═══ Trecho do texto ═══

Capítulo 5: O Papel do Sistema Prisional na Formação e Fortalecimento de Organizações Criminosas
O sistema prisional brasileiro tem sido um dos principais campos de atuação de organizações criminosas como o Primeiro Comando da Capital (PCC) e o Comando Vermelho (CV). As péssimas condições de vida nos presídios, a superlotação, a falta de políticas de ressocialização e a ausência de controle efetivo pelo Estado contribuíram para o surgimento e a expansão dessas facções dentro das penitenciárias.
Além de abrigar criminosos de diferentes níveis de periculosidade, as prisões brasileiras tornaram-se verdadeiros centros de comando de operações ilícitas, fortalecendo as atividades das facções e facilitando a expansão de suas influências para fora das muralhas.
Este capítulo explora a relação entre o sistema prisional brasileiro e o fortalecimento das organizações criminosas, analisando como a Lei 12.850/13 se aplica no contexto carcerário. Serão discutidos os desafios enfrentados pelo Estado para controlar essas facções dentro das prisões e os efeitos de medidas como o Regime Disciplinar Diferenciado (RDD) e a colaboração premiada. Além do mais, será avaliado o impacto das condições precárias das prisões sobre a continuidade das operações criminosas e o crescimento das facções.
5.1 A Superlotação e a Falta de Controle nas Prisões
O Brasil tem uma das maiores populações carcerárias do mundo, e seus presídios operam muito além da capacidade máxima. Segundo Moraes (2021), "a superlotação nas prisões brasileiras, combinada com a falta de condições mínimas de vida e a ausência de políticas de ressocialização, cria um ambiente fértil para a formação de facções criminosas" (MORAES, 2021, p. 150). A convivência forçada entre criminosos de diferentes graus de periculosidade leva à cooptação de novos membros pelas facções, que oferecem proteção e acesso a recursos dentro do sistema prisional.

═══ Dados da tarefa ═══

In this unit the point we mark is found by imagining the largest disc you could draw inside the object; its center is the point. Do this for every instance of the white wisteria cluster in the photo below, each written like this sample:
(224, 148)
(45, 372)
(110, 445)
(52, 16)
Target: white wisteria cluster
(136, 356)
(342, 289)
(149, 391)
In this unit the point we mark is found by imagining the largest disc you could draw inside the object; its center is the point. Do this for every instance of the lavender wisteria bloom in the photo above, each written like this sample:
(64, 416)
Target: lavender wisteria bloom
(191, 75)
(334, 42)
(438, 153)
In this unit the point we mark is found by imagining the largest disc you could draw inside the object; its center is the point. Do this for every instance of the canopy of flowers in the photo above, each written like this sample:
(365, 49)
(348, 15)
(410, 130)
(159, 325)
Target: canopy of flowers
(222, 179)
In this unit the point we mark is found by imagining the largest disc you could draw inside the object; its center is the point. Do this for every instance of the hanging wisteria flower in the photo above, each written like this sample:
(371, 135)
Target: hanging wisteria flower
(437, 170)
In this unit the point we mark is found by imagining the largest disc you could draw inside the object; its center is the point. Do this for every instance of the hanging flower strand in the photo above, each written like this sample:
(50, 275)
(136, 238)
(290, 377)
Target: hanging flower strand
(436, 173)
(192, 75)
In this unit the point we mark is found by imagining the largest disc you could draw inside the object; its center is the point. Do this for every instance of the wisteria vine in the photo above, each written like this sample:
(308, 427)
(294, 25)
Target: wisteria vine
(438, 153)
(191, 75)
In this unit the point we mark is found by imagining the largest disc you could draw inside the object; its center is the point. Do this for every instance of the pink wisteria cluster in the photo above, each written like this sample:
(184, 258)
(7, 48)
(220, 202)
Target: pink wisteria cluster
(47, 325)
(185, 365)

═══

== Lista de tarefas ==
1. Liste os fatores que, segundo o trecho sobre o sistema prisional, contribuíram para o surgimento e a expansão das facções dentro das penitenciárias.
2. Disponha como lista numerada as linhas das entradas, começando na linha que contém "of the pink" e indo até o fim das entradas, sem incluir linhas em branco.

== Respostas abaixo ==
1.
- As péssimas condições de vida nos presídios
- A superlotação
- A falta de políticas de ressocialização
- A ausência de controle efetivo pelo Estado

2.
1. In this unit the point we mark is found by imagining the largest disc you could draw inside the object; its center is the point. Do this for every instance of the pink wisteria cluster in the photo above, each written like this sample:
2. (184, 258)
3. (7, 48)
4. (220, 202)
5. Target: pink wisteria cluster
6. (47, 325)
7. (185, 365)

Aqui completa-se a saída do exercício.